*What to work on*
1/ Write out the passage on real projective space word for word, between "- The antipodal" and "the Möbius strip.", inclusive.
2/ In the passage on real projective space, what is the subspace $M$ homeomorphic to?
3/ Carry on writing the passage on real projective space, starting right after its last sentence.

Consider the $n$-sphere $S^n$ and the real projective space $\mathbb{RP}^n$. There is a universal covering map $p: S^n \to \mathbb{RP}^n$, and it’s clear that it’s the coequaliser of $\mathrm{id}: S^n \to S^n$ and the antipodal map $a: S^n \to S^n$. At first I thought I might use this fact and invoke abstract nonsense to compute the homology groups of $\mathbb{RP}^n$ but then I realised that it didn’t give the correct answer. The rubric of the question suggests the following approach:

- Cut $S^n$ along two parallels on opposite sides of the equator to obtain two subspaces $L$, homeomorphic to two disjoint copies of the closed ball $B^n$, and $M$, homeomorphic to the closed cylinder $S^{n-1} \times B^1$.
- The antipodal map sends $L$ to $L$ and $M$ to $M$, and so they are both double covers of their images $Q$ and $R$ (resp.) in $\mathbb{RP}^n$. Clearly $Q$ is homemorphic to a single copy of $B^n$, and with some thought it’s seen that $R$ is a $n$-dimensional generalisation of the Möbius strip.

*Record excerpts*

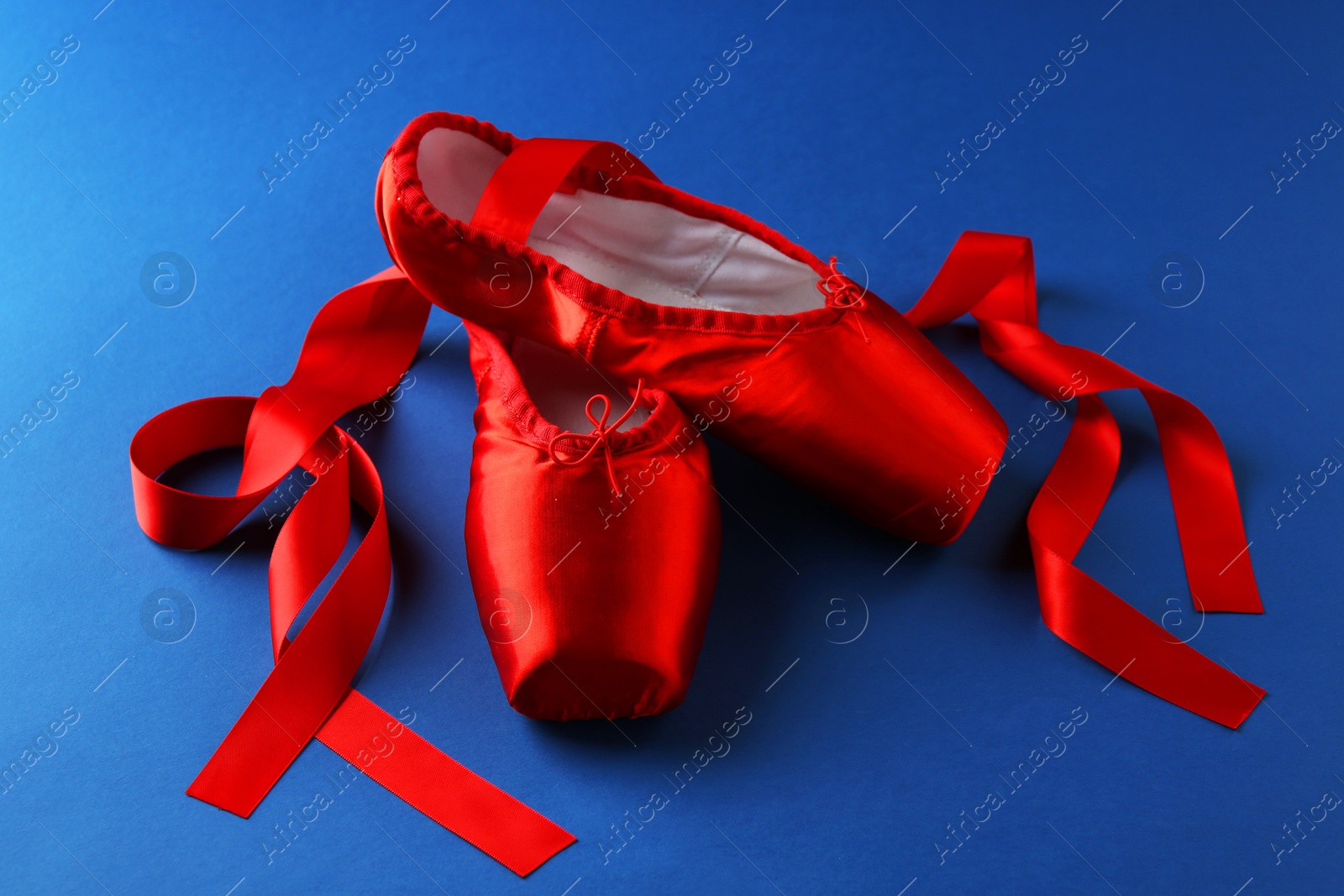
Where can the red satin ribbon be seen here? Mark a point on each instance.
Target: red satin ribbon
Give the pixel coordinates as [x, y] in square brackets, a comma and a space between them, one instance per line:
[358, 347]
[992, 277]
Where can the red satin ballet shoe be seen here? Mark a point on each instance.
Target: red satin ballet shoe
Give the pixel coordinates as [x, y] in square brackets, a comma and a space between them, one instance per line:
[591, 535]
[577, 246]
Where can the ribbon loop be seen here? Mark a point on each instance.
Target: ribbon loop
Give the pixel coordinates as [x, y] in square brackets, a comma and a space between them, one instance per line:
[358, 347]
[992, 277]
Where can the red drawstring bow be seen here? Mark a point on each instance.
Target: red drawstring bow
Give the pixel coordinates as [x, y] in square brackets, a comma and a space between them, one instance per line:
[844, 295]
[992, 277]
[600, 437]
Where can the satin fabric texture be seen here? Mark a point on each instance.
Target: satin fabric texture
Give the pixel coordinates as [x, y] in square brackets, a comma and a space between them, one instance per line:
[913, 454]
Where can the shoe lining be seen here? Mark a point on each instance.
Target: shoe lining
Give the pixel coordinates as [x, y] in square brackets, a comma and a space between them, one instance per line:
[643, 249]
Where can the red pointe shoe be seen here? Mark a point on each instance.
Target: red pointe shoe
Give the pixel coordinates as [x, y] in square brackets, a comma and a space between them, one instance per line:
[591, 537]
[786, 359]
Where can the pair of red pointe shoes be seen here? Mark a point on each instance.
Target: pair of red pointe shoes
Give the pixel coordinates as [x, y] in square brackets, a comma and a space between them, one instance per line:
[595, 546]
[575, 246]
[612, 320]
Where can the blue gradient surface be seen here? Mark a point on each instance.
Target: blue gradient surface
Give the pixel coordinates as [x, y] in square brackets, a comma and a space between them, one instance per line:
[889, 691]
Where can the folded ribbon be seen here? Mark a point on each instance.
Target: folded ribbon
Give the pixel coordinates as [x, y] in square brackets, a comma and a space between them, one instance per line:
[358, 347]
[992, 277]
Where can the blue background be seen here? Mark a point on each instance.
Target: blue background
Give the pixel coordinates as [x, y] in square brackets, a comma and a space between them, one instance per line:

*Answers below*
1/
- The antipodal map sends $L$ to $L$ and $M$ to $M$, and so they are both double covers of their images $Q$ and $R$ (resp.) in $\mathbb{RP}^n$. Clearly $Q$ is homemorphic to a single copy of $B^n$, and with some thought it’s seen that $R$ is a $n$-dimensional generalisation of the Möbius strip.

2/ The closed cylinder $S^{n-1} \times B^1$.

3/
- Use the fact that the $a$ and $p$ act nicely on $L$ and $M$ to obtain chain maps between the Mayer—Vietoris sequences for $S^n = L \cup M$ and $\mathbb{RP}^n = Q \cup R$.

Edit: Following Jim Conant’s comment about deforming $R$ into $\mathbb{RP}^{n-1}$, I managed to compute the homology of $\mathbb{RP}^n$ by induction (on $n$, of course). However, I’m not convinced this was the intended solution, as the question explicitly refers to the fact that any nice simplicial map $f: K \to P$ sending subcomplexes $L, M$ into $Q, R$ (resp.), where $K = L \cup M$ and $P = Q \cup R$, induces a chain map $f_*$ between the Mayer—Vietoris sequences

$$\cdots \to H_{r+1} (K) \to H_r (L \cap M) \to H_r(L) \oplus H_r(M) \to H_r(K) \to H_{r-1} (L \cap M) \to \cdots$$

and

$$\cdots \to H_{r+1} (P) \to H_r (Q \cap R) \to H_r(Q) \oplus H_r(R) \to H_r(P) \to H_{r-1} (Q \cap R) \to \cdots$$

but I have not used this fact anywhere in my solution. Have I made a mistake somewhere?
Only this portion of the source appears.